╭─ Page excerpt

TARRYTOWN, NY directions
May 2 to November 8
Also open Labor Day and Columbus Day
Admission by Timed Tours Only
Weekdays: 10:30am, 11, 11:30, 12:30pm, 1:30, 2, 2:30, 3, 3:30
Weekends: Every half hour. First tour 10am, last tour 3:30pm
Note: Please allow approximately one hour for your site experience.
Groups by Reservation
A visit to Sunnyside is an enchanted adventure in a romantic landscape and a much-loved riverside home that has been charming visitors for generations.
Hear about Washington Irving's storied past and how he came to be America's first internationally famous author, best remembered now for The Legend of Sleepy Hollow and other short stories. His characters, from Brom Bones and Ichabod Crane to the mysterious Headless Horseman and the comic Rip Van Winkle, are icons in American culture. Even Johnny Depp has added to their global renown.

╰─
╭─ Entries shown

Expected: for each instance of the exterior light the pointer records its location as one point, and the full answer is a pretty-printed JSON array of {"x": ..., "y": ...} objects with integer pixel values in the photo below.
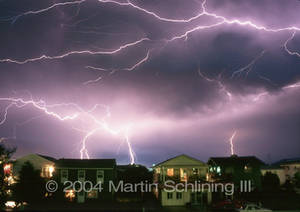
[
  {"x": 51, "y": 170},
  {"x": 10, "y": 204}
]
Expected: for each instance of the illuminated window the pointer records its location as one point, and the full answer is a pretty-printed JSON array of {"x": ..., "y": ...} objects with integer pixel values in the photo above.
[
  {"x": 100, "y": 176},
  {"x": 170, "y": 172},
  {"x": 81, "y": 174},
  {"x": 7, "y": 169},
  {"x": 195, "y": 171},
  {"x": 93, "y": 194},
  {"x": 47, "y": 171},
  {"x": 64, "y": 175},
  {"x": 183, "y": 175},
  {"x": 70, "y": 195},
  {"x": 178, "y": 195},
  {"x": 158, "y": 170}
]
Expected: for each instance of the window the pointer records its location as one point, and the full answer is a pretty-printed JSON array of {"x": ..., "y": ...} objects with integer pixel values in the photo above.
[
  {"x": 158, "y": 170},
  {"x": 178, "y": 195},
  {"x": 170, "y": 172},
  {"x": 93, "y": 194},
  {"x": 47, "y": 171},
  {"x": 170, "y": 195},
  {"x": 100, "y": 176},
  {"x": 195, "y": 171},
  {"x": 183, "y": 175},
  {"x": 64, "y": 173},
  {"x": 81, "y": 174},
  {"x": 70, "y": 195}
]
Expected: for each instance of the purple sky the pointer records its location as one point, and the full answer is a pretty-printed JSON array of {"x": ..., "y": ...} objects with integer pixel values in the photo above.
[{"x": 187, "y": 97}]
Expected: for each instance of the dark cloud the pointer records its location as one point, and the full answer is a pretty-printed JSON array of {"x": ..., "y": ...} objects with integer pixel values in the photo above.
[{"x": 177, "y": 109}]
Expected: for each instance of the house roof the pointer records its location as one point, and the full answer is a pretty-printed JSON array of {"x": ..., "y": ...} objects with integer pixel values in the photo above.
[
  {"x": 86, "y": 163},
  {"x": 287, "y": 161},
  {"x": 271, "y": 167},
  {"x": 177, "y": 157},
  {"x": 234, "y": 159},
  {"x": 48, "y": 158}
]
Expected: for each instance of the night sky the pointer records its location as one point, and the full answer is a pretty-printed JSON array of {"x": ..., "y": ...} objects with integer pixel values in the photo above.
[{"x": 179, "y": 94}]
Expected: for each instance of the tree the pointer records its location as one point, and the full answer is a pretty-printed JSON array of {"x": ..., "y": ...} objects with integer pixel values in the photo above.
[
  {"x": 5, "y": 154},
  {"x": 30, "y": 186},
  {"x": 270, "y": 182}
]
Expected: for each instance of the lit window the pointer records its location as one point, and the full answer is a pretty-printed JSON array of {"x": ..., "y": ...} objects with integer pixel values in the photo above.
[
  {"x": 170, "y": 172},
  {"x": 7, "y": 169},
  {"x": 70, "y": 195},
  {"x": 81, "y": 174},
  {"x": 178, "y": 195},
  {"x": 93, "y": 194},
  {"x": 158, "y": 170},
  {"x": 47, "y": 171},
  {"x": 183, "y": 175},
  {"x": 64, "y": 175},
  {"x": 195, "y": 171},
  {"x": 100, "y": 176}
]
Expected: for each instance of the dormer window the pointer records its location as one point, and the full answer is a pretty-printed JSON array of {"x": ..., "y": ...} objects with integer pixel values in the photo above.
[
  {"x": 170, "y": 172},
  {"x": 81, "y": 174},
  {"x": 195, "y": 171}
]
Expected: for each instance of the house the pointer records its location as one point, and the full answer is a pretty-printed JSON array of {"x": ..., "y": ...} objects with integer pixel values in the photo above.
[
  {"x": 285, "y": 169},
  {"x": 182, "y": 170},
  {"x": 290, "y": 167},
  {"x": 275, "y": 169},
  {"x": 88, "y": 178},
  {"x": 43, "y": 163},
  {"x": 235, "y": 169}
]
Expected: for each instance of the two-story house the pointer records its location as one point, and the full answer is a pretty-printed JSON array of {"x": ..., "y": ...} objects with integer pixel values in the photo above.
[
  {"x": 235, "y": 169},
  {"x": 91, "y": 178},
  {"x": 285, "y": 169},
  {"x": 44, "y": 164},
  {"x": 182, "y": 170}
]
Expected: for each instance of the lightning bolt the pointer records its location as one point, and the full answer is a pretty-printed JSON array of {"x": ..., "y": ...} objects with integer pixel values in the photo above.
[
  {"x": 45, "y": 57},
  {"x": 231, "y": 143},
  {"x": 139, "y": 63},
  {"x": 219, "y": 82},
  {"x": 293, "y": 53},
  {"x": 100, "y": 124},
  {"x": 248, "y": 68}
]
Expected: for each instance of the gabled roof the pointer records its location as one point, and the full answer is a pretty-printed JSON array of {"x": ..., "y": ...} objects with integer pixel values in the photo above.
[
  {"x": 182, "y": 155},
  {"x": 235, "y": 160},
  {"x": 271, "y": 167},
  {"x": 287, "y": 161},
  {"x": 86, "y": 163},
  {"x": 48, "y": 158}
]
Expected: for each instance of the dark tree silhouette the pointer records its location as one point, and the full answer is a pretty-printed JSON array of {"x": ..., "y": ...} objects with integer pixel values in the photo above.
[
  {"x": 5, "y": 154},
  {"x": 30, "y": 186},
  {"x": 270, "y": 182}
]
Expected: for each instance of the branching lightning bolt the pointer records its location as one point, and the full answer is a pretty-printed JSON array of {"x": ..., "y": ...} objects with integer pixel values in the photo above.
[
  {"x": 80, "y": 113},
  {"x": 248, "y": 68},
  {"x": 45, "y": 57}
]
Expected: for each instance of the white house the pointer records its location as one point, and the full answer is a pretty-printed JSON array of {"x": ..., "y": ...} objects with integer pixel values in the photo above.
[
  {"x": 285, "y": 169},
  {"x": 279, "y": 171},
  {"x": 183, "y": 170},
  {"x": 43, "y": 163}
]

╰─

» Directive 1
On the Sunnyside visitor page, how much time should visitors allow for their site experience?
» Directive 2
Pick up the Sunnyside visitor page after its final sentence and write a continuation.
The data shown here was drawn from a separate source.

» Result 1
Approximately one hour.

» Result 2
A gently curved path leads to gorgeous views of the Hudson River and reveals the allure of Sunnyside's unique design, its intimate setting, its bucolic grounds, and its association with a beloved man of letters.
Your guide, dressed elegantly in hoop skirts or formal dress of the times, explains how Washington Irving designed Sunnyside and its grounds himself, collaborating with his neighbor, the artist George Harvey. "It is a beautiful spot," Irving wrote, "capable of being made a little paradise." Beginning in 1835, he expanded a small cottage in stages, combining his sentimental interests in the architecture of colonial New York and buildings he knew in Scotland and Spain. The house became a three-dimensional autobiography.
The grounds reflect Washington Irving's romantic view of art, nature, and history. He arranged garden paths, trees and shrubs, vistas, and water features to appear natural, and planted an exotic wisteria vine (still growing) to envelope the house.
Irving's contemporaries extensively described and illustrated Sunnyside during his lifetime. And since Sunnyside and many of its furnishings remained in the family, a visit here is one of the most authentic experiences of mid-19th century life anywhere in the country.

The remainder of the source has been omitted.